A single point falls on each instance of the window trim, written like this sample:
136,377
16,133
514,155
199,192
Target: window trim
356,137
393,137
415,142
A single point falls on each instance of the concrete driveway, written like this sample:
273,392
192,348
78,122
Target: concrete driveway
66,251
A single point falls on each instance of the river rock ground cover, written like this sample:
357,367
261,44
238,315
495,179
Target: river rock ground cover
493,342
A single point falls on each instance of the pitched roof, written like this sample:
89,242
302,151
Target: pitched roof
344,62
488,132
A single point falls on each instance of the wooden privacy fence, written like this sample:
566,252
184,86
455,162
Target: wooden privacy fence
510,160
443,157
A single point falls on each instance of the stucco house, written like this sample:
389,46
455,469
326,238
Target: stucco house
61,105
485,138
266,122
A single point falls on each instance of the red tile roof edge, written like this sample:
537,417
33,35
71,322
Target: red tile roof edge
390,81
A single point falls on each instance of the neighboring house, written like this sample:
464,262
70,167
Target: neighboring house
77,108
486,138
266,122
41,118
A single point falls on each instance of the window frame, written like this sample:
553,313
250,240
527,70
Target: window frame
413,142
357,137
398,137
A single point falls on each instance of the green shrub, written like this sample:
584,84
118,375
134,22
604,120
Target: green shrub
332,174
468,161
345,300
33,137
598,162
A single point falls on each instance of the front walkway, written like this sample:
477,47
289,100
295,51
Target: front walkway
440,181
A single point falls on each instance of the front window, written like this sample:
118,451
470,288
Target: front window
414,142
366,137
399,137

==

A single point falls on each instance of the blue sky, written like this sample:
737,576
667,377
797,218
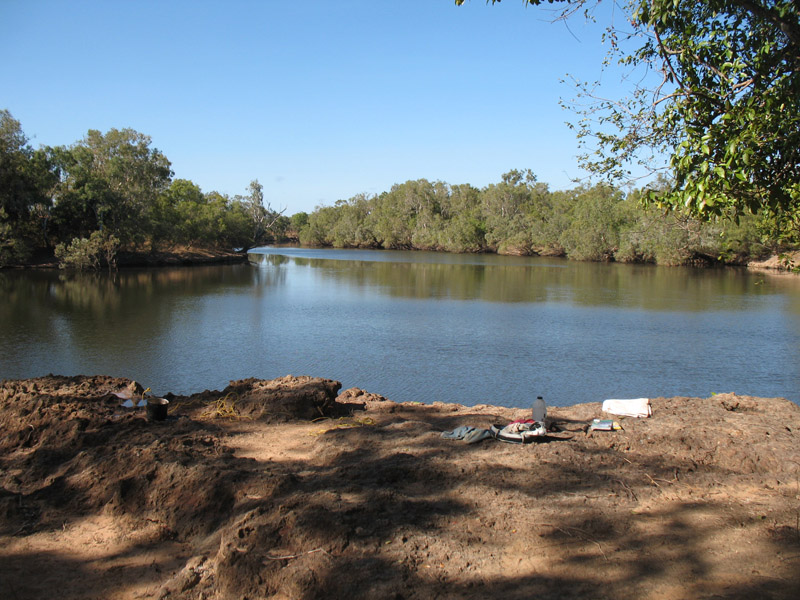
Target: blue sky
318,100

...

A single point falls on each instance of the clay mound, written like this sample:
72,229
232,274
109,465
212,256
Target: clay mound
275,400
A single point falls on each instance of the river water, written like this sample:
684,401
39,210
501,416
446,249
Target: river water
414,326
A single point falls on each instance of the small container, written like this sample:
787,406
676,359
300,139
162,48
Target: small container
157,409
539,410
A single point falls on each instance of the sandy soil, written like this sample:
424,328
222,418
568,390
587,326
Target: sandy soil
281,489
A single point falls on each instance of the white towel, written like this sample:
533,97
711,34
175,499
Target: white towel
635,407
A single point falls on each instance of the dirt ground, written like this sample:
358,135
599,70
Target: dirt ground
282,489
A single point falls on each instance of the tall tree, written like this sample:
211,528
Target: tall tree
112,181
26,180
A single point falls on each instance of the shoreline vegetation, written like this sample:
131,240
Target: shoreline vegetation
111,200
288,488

*Required work*: Filter the records above down to the lines that contain the word "shoreline", and list each of those lines.

*Final result*:
A single point falls on each instance of the shoreline vegetation, written like this sample:
Target: shoreline vegetation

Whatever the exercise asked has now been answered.